▶ **Written request**
Copy the records from the start through the line containing "258, 634, 452, 850", inclusive. Add 37 to each bounding-box coordinate, and leave every other line unchanged.

▶ **Data for processing**
====

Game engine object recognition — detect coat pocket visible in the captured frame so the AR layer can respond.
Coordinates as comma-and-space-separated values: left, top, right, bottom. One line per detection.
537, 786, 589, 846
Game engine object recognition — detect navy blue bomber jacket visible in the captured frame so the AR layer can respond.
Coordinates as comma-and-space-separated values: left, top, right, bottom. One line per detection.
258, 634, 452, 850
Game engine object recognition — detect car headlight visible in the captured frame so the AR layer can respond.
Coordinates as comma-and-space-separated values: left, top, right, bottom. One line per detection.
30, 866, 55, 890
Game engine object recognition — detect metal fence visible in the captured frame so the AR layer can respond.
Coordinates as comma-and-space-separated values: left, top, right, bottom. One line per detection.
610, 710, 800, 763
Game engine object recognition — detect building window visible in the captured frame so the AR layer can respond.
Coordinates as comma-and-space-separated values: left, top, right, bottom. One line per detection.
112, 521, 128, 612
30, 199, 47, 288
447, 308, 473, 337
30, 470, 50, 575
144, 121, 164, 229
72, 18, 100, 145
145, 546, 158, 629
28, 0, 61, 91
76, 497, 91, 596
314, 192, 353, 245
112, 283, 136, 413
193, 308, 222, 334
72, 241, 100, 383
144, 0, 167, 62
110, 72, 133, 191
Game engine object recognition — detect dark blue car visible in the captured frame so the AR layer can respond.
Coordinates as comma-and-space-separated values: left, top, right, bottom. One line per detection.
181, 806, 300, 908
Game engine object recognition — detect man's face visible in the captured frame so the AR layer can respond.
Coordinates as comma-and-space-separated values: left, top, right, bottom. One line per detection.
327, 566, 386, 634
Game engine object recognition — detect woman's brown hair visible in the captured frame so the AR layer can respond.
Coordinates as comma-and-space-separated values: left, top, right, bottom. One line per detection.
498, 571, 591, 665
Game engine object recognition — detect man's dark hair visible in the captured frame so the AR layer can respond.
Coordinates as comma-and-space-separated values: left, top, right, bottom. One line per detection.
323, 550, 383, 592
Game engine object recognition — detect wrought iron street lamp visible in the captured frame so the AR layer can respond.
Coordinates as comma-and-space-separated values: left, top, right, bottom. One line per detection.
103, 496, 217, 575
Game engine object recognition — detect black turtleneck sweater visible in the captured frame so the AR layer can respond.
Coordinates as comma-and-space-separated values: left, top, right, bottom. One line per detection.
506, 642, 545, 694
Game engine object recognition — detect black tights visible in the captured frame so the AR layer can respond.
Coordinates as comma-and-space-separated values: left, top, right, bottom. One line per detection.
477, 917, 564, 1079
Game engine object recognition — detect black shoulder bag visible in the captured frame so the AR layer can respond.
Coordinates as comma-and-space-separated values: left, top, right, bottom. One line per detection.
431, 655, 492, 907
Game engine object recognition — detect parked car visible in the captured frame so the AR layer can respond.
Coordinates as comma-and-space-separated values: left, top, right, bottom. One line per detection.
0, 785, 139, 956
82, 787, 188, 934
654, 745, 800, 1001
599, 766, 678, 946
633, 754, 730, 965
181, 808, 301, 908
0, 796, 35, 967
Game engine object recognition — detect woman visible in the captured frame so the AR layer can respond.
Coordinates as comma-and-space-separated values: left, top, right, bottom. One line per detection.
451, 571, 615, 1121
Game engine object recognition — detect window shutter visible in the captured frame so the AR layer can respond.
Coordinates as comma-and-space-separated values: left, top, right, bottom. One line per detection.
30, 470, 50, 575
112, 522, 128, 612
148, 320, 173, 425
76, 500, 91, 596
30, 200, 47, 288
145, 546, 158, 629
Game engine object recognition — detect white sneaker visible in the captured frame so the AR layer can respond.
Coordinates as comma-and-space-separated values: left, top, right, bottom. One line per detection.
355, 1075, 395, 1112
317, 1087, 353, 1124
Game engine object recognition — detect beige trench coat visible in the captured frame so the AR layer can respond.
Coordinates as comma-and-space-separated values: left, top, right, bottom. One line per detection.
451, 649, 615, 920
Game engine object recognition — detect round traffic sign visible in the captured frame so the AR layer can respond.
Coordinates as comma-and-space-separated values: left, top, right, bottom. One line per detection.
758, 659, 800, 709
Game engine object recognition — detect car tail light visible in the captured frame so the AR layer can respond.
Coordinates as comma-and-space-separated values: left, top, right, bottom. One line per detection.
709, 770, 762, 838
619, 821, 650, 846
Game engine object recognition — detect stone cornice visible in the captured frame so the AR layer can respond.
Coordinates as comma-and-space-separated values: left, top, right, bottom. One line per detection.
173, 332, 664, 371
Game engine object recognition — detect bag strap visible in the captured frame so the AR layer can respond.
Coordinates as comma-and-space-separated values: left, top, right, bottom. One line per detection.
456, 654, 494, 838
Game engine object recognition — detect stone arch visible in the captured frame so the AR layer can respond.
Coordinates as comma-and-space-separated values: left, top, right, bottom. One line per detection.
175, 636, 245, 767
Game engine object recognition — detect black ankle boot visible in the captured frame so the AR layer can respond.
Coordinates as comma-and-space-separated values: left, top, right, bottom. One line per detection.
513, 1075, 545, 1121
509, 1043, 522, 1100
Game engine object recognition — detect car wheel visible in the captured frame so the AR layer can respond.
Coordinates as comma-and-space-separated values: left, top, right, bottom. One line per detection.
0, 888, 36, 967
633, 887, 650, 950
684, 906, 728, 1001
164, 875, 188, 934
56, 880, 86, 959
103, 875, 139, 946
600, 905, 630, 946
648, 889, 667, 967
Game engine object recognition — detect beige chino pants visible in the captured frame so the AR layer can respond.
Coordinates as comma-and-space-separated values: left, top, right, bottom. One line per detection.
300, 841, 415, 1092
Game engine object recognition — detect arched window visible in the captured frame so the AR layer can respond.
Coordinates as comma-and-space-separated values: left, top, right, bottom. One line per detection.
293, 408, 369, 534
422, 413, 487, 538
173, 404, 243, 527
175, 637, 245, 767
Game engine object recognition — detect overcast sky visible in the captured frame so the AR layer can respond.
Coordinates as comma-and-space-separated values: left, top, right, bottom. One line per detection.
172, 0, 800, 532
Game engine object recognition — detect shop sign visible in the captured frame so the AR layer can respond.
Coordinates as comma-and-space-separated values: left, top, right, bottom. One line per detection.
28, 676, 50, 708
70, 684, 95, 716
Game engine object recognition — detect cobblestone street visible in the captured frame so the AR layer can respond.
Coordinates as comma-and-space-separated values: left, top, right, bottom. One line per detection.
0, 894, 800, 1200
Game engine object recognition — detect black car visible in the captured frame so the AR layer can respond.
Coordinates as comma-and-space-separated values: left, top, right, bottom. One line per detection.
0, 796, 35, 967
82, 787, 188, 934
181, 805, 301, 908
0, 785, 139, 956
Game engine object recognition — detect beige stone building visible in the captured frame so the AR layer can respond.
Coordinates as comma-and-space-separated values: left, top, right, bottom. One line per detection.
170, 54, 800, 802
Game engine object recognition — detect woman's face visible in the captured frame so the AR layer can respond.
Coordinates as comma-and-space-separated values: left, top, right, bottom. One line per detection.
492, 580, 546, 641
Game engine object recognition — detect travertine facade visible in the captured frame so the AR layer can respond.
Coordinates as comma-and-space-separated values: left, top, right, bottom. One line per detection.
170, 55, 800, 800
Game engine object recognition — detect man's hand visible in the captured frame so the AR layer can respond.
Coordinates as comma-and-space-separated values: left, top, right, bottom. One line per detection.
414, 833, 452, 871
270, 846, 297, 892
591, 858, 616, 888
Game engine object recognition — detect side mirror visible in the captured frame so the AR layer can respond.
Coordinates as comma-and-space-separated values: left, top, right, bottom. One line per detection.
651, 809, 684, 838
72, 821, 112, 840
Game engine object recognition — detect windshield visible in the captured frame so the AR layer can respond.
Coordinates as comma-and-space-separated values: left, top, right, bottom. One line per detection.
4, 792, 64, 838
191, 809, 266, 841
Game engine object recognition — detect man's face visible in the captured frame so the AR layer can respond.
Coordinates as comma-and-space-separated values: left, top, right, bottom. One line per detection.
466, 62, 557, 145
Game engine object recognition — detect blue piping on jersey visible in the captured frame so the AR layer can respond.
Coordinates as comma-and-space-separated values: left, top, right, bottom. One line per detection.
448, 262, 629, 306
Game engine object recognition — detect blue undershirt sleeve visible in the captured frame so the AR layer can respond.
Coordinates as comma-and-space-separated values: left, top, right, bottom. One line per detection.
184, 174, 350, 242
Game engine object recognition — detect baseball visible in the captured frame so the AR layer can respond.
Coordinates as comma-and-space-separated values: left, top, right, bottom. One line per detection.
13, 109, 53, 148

====

▶ **Expected answer**
Game engine object recognition — detect coat pocket visible in the captured frame so the AR layer can respond.
Coordinates as comma-and-space-separated values: left, top, right, bottom. One line per detection.
574, 823, 626, 883
Game engine object recognition — detect navy blue bomber jacket visible in the captured frame so the AR layer can respond.
Coordinates as comma-and-space-separated values: left, top, right, bottom. One line per detection.
295, 671, 489, 887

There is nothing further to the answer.